TASK TO CARRY OUT —
From the article below on East Lansing's sanctuary city vote, print the passage that begins with the words "East Lansing has been declared" and stops after "to East Lansing.". Reproduce it word for word.

━━━━━ ARTICLE

East Lansing has been declared a “sanctuary city” after the city council voted 3-1 in favor of adopting the status during the Tuesday, Jan. 10, meeting. The vote followed a unanimous recommendation from East Lansing’s Human Rights Commission.
Mayor Ron Bacon, Mayor Pro Tem Jessy Gregg and Councilmember Dana Watson voted in favor, with Bacon warning someone is going to have to deal with the potential humanitarian implications if this results in a sudden flood of people in need coming to East Lansing.
Councilmember George Brookover voted against, saying the move offered no protections that didn’t already exist and suggesting it was likely to make East Lansing a political target unnecessarily.
Since 2017, East Lansing has been designated a “safe haven” city, which carries many of the same implications as being a sanctuary city. But supporters of the “sanctuary city” declaration pushed the council to adopt the sanctuary city status because, they said, there is a broader understanding of what protections it carries for people lacking legal immigration status.

━━━━━━━━━━
━━━━━ GIVEN INFORMATION

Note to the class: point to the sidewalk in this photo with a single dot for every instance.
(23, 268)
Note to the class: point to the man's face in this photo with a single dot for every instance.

━━━━━━━━━━

RESULT OF THIS TASK —
East Lansing has been declared a “sanctuary city” after the city council voted 3-1 in favor of adopting the status during the Tuesday, Jan. 10, meeting. The vote followed a unanimous recommendation from East Lansing’s Human Rights Commission.
Mayor Ron Bacon, Mayor Pro Tem Jessy Gregg and Councilmember Dana Watson voted in favor, with Bacon warning someone is going to have to deal with the potential humanitarian implications if this results in a sudden flood of people in need coming to East Lansing.